Compiti dell'esercizio:
a - Secondo il testo sul Mes e sulla maggioranza di governo, quale capoluogo Renzi afferma di aver conquistato?
b - Prosegui il testo sul Mes e sulla maggioranza di governo partendo dopo la sua ultima frase.

------ Testo selezionato

Sembra incredibile, e, invece, è proprio così. Basta stare alle cronache. Nicola Zingaretti sull'argomento ha cominciato a scimmiottare il Conte degli ultimi mesi: «Per favore non chiedetemi del Mes». Dario Franceschini predica prudenza. E il premier con l'inner circle non ha nessun complesso ad ammettere la sua impotenza: «Non vedo Mes. Spaccare la maggioranza durante un'emergenza non mi sembra una buona idea». Risultato: la coppia Dibba-Casaleggio che, a sentir tutti, non conta nulla in Parlamento, o per tatticismo, o per non indebolire Di Maio tra i grillini, o per il timore di una scissione dei 5 stelle, sul tema topico del momento, nei fatti, si porta tutti dietro come il pifferaio di Hamelin, da Conte a Zingaretti e, per ora, lo stesso Renzi. Un paradosso drammatico se si pensa che il Paese si appresta ad affrontare un'ulteriore fase dello stato d'emergenza appeso ai vessilli ideologici del tardo grillismo. Già, a quanto pare, l'importante non è un'azione di governo efficace, ma spegnere le micce della polveriera 5 Stelle. Solo che lì le micce sono tante e tutto è imponderabile. «Casaleggio sbotta Alberto Airola, uno dei senatori identitari del movimento ha ragione. Da noi c'è gente che si sente Papa, tipo Di Maio, che decide, ma non si sa con quale diritto, visto che lui non è più il capo politico. Alla fine c'è più trasparenza negli altri partiti che non da noi. Il Mes? Credo che Conte si opporrà. O, se pensa di prenderlo, ci spieghi almeno che cavolo è!».

Ragionamenti che dimostrano come il movimento va maneggiato con i guanti come la nitroglicerina. Solo che questa condizione finisce per mettere in ambasce quella parte della maggioranza giallorossa che tenta di darsi un'immagine riformista. Tra i renziani circolano giudizi di fuoco. «Io sarei tentato spiegava ieri il mite Giuseppe Cucca di votare contro la fiducia al governo. Per disciplina di gruppo, non lo farò, ma ciò non mi impedirà di dire che abbiamo dei ministri, per usare un eufemismo, inqualificabili». Così, sembra una battuta, il più calmo tra i renziani è proprio Renzi, e questo dovrebbe suggerire una riflessione: il personaggio quando fa «il cavallo matto», per esperienza, non rompe, ma quando, invece, si atteggia a mansueto non è detto. «Io sono tranquillo dice , ma intanto cominciamo ad avere radicamento territoriale. Abbiamo conquistato il primo capoluogo, Enna, anche contro il Pd (con l'appoggio del centrodestra, ndr). Io ho chiesto un tavolo per trovare un'intesa, ma se questi pensano che io resti in una maggioranza che revoca la concessione ad Autostrade e non chiede il Mes, lo dico con tranquillità, si sbagliano di grosso».

------------
------ Dati mostrati

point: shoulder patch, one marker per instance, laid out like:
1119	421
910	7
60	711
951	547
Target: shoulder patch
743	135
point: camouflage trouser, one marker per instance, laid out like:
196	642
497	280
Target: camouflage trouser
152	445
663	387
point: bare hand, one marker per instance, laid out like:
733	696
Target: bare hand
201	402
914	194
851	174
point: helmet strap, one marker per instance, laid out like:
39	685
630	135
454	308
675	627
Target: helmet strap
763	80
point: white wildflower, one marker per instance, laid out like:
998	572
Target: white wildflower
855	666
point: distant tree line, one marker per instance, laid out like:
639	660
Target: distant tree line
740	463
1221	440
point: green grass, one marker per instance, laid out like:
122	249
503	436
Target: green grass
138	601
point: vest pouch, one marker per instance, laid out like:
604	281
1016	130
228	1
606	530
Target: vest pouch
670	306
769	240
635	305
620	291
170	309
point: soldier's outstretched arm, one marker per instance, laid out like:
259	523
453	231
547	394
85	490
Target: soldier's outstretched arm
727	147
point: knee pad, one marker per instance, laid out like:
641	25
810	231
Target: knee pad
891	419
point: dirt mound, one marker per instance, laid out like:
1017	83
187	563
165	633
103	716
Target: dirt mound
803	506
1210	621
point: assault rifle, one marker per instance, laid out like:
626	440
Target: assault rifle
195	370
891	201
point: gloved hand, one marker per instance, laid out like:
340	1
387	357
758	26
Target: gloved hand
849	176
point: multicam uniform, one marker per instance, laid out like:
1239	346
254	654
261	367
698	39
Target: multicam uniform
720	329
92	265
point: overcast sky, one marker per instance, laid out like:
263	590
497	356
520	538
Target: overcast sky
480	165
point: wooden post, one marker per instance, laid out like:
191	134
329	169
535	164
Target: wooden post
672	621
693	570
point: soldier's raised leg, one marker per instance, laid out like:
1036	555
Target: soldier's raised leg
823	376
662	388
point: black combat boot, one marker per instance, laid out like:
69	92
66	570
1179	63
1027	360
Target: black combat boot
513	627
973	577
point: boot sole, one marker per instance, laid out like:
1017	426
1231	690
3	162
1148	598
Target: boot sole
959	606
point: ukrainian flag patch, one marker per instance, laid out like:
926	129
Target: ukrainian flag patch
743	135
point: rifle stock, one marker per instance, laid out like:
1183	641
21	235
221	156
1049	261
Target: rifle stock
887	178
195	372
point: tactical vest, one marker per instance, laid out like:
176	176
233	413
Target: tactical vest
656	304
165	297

------------

Soluzioni dei compiti:
a - Enna.

b -
È inevitabile, uno può anche tentare di fare lo struzzo, ma certe contraddizioni palesi stato di emergenza sì, Mes no pesano. Anche sul piano dei consensi, se il contagio si impennerà. Soprattutto, perché sono inspiegabili. È un rischio che vede pure l'ex dc Gianfranco Rotondi, la tessera numero 1 del partito cattolico di Conte, se mai ci sarà. «Come si fa a non chiederlo!», insorge: «Sarebbe assurdo lo stato d'emergenza senza ricorrere al Mes. Io ancora spero che lo dica nell'intervento scritto che manderà al nostro convegno di Saint Vincent. E a Conte converrebbe pure. Potrebbe imbarcare Forza Italia con un rimpasto e fare a meno di Dibba. E sarebbe il primo passo di un percorso politico: in fondo il centro è il governo e se Conte scendesse in campo con Renzi che non esiste più e Calenda che è una meteora, si prenderebbe 10 punti a sinistra e 5 a destra».

Eh sì, la contraddizione Mes rischia di logorare l'immagine del premier anche nell'area moderata. E questo potrebbe essere un problema, specie ora che il centrodestra targato Salvini comincia a fare acqua (ieri nel secondo turno ha vinto solo in un capoluogo, Arezzo, con un candidato di Forza Italia) e nella Lega c'è chi, come Giancarlo Giorgetti, è tentato da una linea più centrista e meno «anti-europeista».

Una linea sicuramente più insidiosa per un Conte che con un centrodestra a trazione sovranista ha goduto in Europa e in Italia di una rendita di posizione: stando fermo.